__INPUT MATERIAL__.

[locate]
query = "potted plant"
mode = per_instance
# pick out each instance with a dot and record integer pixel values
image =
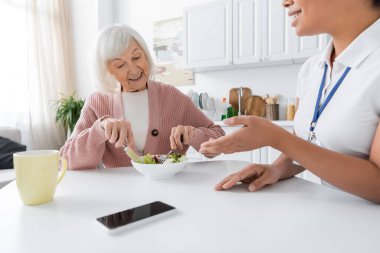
(68, 112)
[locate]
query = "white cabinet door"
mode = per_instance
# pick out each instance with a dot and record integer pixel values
(208, 34)
(276, 32)
(304, 47)
(247, 31)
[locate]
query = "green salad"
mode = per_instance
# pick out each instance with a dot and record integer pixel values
(154, 159)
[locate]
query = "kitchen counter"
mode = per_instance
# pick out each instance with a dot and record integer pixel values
(291, 216)
(282, 123)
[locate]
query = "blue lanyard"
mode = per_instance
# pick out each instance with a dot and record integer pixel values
(318, 110)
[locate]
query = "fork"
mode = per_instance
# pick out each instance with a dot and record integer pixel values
(162, 158)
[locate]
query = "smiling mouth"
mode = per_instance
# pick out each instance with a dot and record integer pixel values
(296, 14)
(135, 79)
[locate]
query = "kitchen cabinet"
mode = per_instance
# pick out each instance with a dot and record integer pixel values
(230, 33)
(208, 34)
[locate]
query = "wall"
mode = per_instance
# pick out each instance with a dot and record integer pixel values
(89, 16)
(280, 80)
(86, 18)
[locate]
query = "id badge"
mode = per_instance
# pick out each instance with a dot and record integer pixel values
(313, 139)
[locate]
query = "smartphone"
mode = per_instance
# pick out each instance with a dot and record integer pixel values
(120, 221)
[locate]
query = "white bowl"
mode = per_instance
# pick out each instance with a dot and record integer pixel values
(159, 171)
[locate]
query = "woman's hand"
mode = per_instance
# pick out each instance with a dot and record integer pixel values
(256, 132)
(256, 175)
(181, 135)
(118, 132)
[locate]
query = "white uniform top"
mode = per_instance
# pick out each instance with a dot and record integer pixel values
(349, 121)
(136, 111)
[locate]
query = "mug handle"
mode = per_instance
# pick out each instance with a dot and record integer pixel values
(63, 169)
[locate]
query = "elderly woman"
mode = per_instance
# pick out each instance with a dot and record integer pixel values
(136, 111)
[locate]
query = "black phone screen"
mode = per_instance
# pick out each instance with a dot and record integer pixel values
(125, 217)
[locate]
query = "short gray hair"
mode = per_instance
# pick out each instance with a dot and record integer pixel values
(112, 42)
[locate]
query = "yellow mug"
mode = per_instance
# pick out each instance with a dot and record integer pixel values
(37, 175)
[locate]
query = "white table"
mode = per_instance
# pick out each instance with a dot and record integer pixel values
(291, 216)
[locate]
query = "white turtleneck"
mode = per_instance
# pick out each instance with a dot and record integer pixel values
(136, 111)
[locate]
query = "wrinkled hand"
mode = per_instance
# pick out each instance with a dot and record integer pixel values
(181, 135)
(255, 175)
(256, 132)
(118, 132)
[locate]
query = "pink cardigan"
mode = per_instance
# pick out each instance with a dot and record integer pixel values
(168, 107)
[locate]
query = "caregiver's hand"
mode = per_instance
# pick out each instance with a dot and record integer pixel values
(255, 175)
(256, 132)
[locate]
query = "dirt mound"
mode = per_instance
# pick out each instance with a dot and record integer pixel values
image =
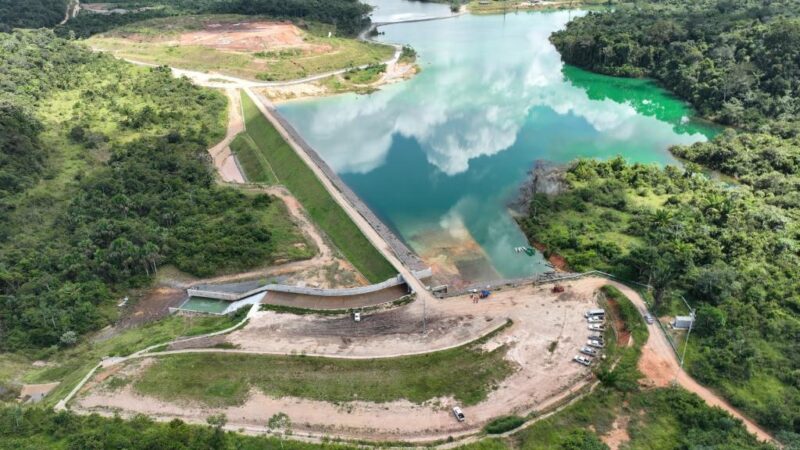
(241, 37)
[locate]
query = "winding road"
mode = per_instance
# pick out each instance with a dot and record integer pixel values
(658, 356)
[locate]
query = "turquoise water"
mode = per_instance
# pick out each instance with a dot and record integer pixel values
(439, 157)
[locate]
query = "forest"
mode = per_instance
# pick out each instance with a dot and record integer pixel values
(723, 230)
(31, 13)
(349, 16)
(105, 178)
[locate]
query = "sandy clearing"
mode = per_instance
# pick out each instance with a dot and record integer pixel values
(540, 318)
(618, 434)
(34, 393)
(239, 36)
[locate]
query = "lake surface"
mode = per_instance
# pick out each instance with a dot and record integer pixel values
(439, 157)
(397, 10)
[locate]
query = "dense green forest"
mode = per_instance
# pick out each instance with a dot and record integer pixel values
(31, 13)
(349, 16)
(736, 61)
(730, 247)
(725, 248)
(104, 178)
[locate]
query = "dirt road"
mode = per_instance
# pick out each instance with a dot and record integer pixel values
(224, 161)
(544, 374)
(660, 364)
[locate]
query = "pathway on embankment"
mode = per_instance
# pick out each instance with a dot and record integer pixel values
(656, 351)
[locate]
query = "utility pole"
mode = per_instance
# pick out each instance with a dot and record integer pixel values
(686, 343)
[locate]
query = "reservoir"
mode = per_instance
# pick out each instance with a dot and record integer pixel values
(439, 157)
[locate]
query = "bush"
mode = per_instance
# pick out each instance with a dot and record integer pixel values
(503, 424)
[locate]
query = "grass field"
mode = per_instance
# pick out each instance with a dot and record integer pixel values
(292, 172)
(71, 365)
(253, 162)
(226, 379)
(153, 41)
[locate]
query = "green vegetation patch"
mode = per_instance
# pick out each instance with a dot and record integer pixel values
(367, 75)
(502, 424)
(71, 365)
(729, 250)
(303, 183)
(466, 373)
(253, 162)
(344, 17)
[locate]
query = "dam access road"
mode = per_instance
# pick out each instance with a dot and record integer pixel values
(658, 357)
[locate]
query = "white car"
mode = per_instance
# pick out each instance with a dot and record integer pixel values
(580, 359)
(459, 414)
(594, 343)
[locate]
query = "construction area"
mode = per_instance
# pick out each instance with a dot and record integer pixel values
(546, 331)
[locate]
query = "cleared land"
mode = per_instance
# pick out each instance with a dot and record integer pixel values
(513, 372)
(227, 379)
(276, 157)
(258, 49)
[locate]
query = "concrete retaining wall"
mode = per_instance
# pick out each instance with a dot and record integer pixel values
(360, 290)
(406, 256)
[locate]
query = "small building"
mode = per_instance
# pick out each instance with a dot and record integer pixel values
(683, 322)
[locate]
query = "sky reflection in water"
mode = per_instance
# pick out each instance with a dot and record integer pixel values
(438, 157)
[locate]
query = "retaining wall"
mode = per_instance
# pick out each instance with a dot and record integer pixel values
(317, 292)
(406, 256)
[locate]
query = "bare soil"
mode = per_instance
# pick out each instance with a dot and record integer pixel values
(244, 36)
(539, 318)
(224, 161)
(618, 434)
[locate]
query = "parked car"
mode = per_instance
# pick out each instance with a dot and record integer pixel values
(594, 313)
(580, 359)
(594, 343)
(459, 414)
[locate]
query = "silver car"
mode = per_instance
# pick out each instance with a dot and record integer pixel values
(594, 343)
(580, 359)
(459, 414)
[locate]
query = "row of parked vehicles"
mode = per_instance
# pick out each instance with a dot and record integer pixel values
(595, 343)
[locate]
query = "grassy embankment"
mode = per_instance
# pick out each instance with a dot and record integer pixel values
(151, 41)
(227, 379)
(652, 419)
(275, 158)
(69, 366)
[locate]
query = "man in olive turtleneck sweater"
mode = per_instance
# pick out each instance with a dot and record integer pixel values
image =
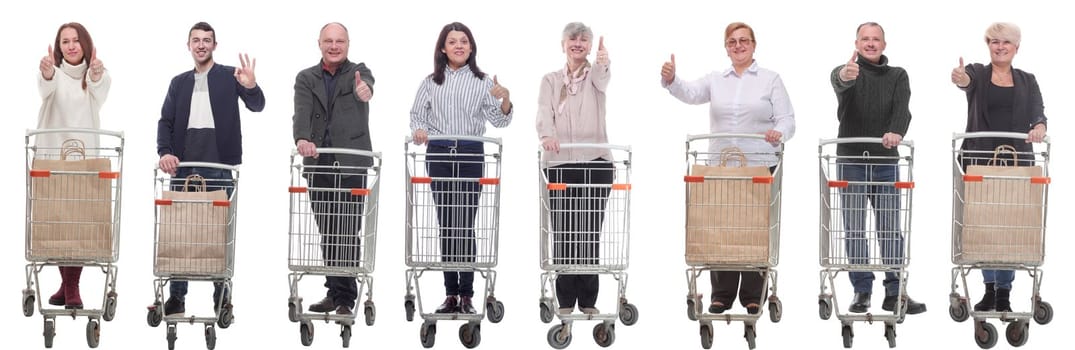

__YOUR GOAL__. Reproduce the records verbatim, omitting all images they contain.

__COMPLETED EXERCISE__.
[locate]
query = "potted plant"
mode = per_instance
# pick out each instance with a dot and record integer pixel values
image =
(68, 112)
[locate]
query = "white cabinet door"
mode = per_instance
# pick out each instance with a dot and record integer pixel values
(208, 34)
(276, 32)
(304, 47)
(247, 31)
[locate]
query = "green salad"
mode = per_instance
# pick out each instance with a dot and record integer pixel values
(154, 159)
[locate]
query = "kitchen counter"
mode = per_instance
# pick out each instance with a dot and record integer pixel values
(291, 216)
(282, 123)
[locate]
query = "blue lanyard"
mode = per_instance
# pick out each instance with a dot and record integer pixel values
(318, 110)
[locate]
query = "fork"
mode = per_instance
# pick out each instance with a dot and record integer pixel values
(162, 158)
[locate]
query = "smiling mouth"
mode = per_instance
# pick out each instance with a dot and record integer pixel values
(296, 14)
(135, 79)
[locate]
query = "kitchen cabinet"
mode = per_instance
# pick out each instance with a dot and record integer pixel values
(230, 33)
(208, 34)
[locate]
query = "wall"
mode = per_instance
# pick out each instance with a dot and record integer pixel values
(89, 16)
(280, 80)
(86, 18)
[locate]
query = "id badge"
mode = per_instance
# pick out each instance with a dot and record integer pixel values
(313, 139)
[locate]
query = "smartphone"
mode = per_instance
# pick out each instance with a dot and record integer pixel values
(120, 221)
[locate]
query = "white bowl"
mode = per_instance
# pick out each instance with a dot and record integer pixel values
(159, 171)
[locate]
query = "woman's hand"
mode = per_instance
# pick out each instance with a dot and record integer pixel values
(256, 132)
(256, 175)
(181, 135)
(118, 132)
[locate]
query = "white uniform top"
mode = per_instance
# pick out each instance with a dot and record integer pixel values
(349, 121)
(136, 111)
[locate]
query = "mug handle"
mode = per_instance
# pick out each instance with a dot and record integer pixel values
(63, 169)
[locate]
query = "elderly woman"
mode = per_instance
# pick out each instance with a dot and record integer pixel values
(136, 111)
[locate]
query = "black phone screen"
mode = per_instance
# pick out each instance with a dot and record integer pixel values
(125, 217)
[locate]
query = "short gray hair"
mode = per_instance
# pick out each instance with a dot and record integer pixel values
(112, 42)
[locate]
query = "yellow mug"
mode = per_instance
# pick out each instance with a dot and record integer pixel values
(37, 175)
[locate]
query = "white table"
mode = per_instance
# pick out each instance with a dot and record integer pixel values
(291, 216)
[locate]
query = "white turtleneck"
mode = per_instance
# pick out each instance with a dot and record integer pixel values
(136, 111)
[locate]
query = "wrinkled hand"
mode = per_instance
# pick out each instance with a dot and record integer pixel values
(181, 135)
(255, 175)
(256, 132)
(118, 132)
[locate]
query = "pink cardigan"
mode = per_instance
# pick out each instance with a dot and record integer pixel values
(168, 107)
[locate]
query = "caregiver's hand"
mode = per_instance
# pick out each instance with a dot and record integer pixel values
(255, 175)
(256, 132)
[locate]
query = "dirt mound"
mode = per_instance
# pick out each instance with a dot and record integer pixel values
image =
(241, 37)
[locate]
query = "winding road"
mode = per_instance
# pick out each instance with a dot and record integer pixel values
(658, 356)
[locate]
query = "turquoise water"
mode = per_instance
# pick out each instance with a dot and record integer pixel values
(439, 157)
[locate]
query = "forest"
mode = per_instance
# pick out each instance with a dot and record integer pixel values
(723, 230)
(31, 13)
(349, 16)
(105, 178)
[locate]
query = "sandy clearing"
mode = per_instance
# pick out each instance with a dot and record integer pixel values
(540, 318)
(618, 434)
(34, 393)
(239, 36)
[locate]
query = "lake surface"
mode = per_instance
# pick out each instance with a dot and record integer pixel values
(439, 157)
(397, 10)
[locate]
query = "dense green forest"
mode = per_instance
# pick out each instance with a dot and record integer pixel values
(31, 13)
(349, 16)
(736, 61)
(730, 247)
(725, 248)
(104, 178)
[locate]
query = "dirt road"
mode = per_instance
# pick out each instance with a dot and record integer pixel values
(224, 161)
(544, 374)
(660, 364)
[locate]
query = "pathway on embankment"
mode = per_instance
# pick out each instance with a dot and record integer pixel values
(656, 351)
[locate]
query = "utility pole"
mode = per_instance
# pick out each instance with a dot and record integer pixel values
(686, 343)
[locate]
query = "reservoir"
mode = per_instance
# pick out each instance with a dot and record integer pixel values
(439, 157)
[locate]
query = "bush"
mode = per_instance
# pick out each instance with a dot and record integer pixel values
(503, 424)
[locate]
query = "grass field"
mode = per_instance
# pick out each instance with a dot and record integer pixel values
(292, 172)
(71, 365)
(253, 162)
(226, 379)
(153, 41)
[locate]
query = "green vegetation patch"
mode = per_instance
# pick out each instance with a dot and record integer pixel values
(367, 75)
(502, 424)
(71, 365)
(729, 250)
(303, 183)
(466, 373)
(253, 162)
(344, 17)
[locate]
query = "dam access road"
mode = per_instance
# pick out each instance with a dot and record integer pixel values
(658, 357)
[locate]
query = "white car"
mode = per_instance
# pick out each instance with a dot and record integer pixel values
(580, 359)
(459, 414)
(594, 343)
[locate]
query = "construction area"
mode = per_instance
# pick out each instance with a dot and record integer pixel values
(546, 331)
[locate]
query = "cleared land"
mode = per_instance
# pick out each instance with a dot and record integer pixel values
(513, 372)
(227, 379)
(276, 157)
(258, 49)
[locate]
query = "concrete retaining wall"
mode = per_instance
# pick out each instance with a dot and record integer pixel values
(360, 290)
(406, 256)
[locate]
query = "small building"
mode = per_instance
# pick out each instance with a dot and record integer pixel values
(683, 322)
[locate]
query = "sky reflection in water"
mode = per_instance
# pick out each instance with a dot and record integer pixel values
(438, 157)
[locate]
query = "retaining wall"
mode = per_instance
# pick out each instance with a dot and record integer pixel values
(317, 292)
(406, 256)
[locate]
query = "bare soil"
mode = per_instance
# pick out each instance with a dot and record integer pixel values
(244, 36)
(539, 318)
(224, 161)
(618, 434)
[locate]
query = "parked car"
mode = per_instance
# pick out each instance with a dot and record integer pixel values
(594, 313)
(580, 359)
(594, 343)
(459, 414)
[locate]
query = "silver car"
mode = per_instance
# pick out each instance with a dot and record integer pixel values
(594, 343)
(580, 359)
(459, 414)
[locate]
query = "row of parked vehicles"
mode = per_instance
# pick out each instance with a dot and record integer pixel values
(595, 343)
[locate]
query = "grassy embankment"
mode = per_instance
# pick out each instance with a dot and record integer pixel values
(151, 41)
(227, 379)
(652, 419)
(275, 158)
(69, 366)
[locate]
query = "man in olive turtleneck sweater"
mode = per_instance
# pick out each instance with a dot and record integer pixel values
image =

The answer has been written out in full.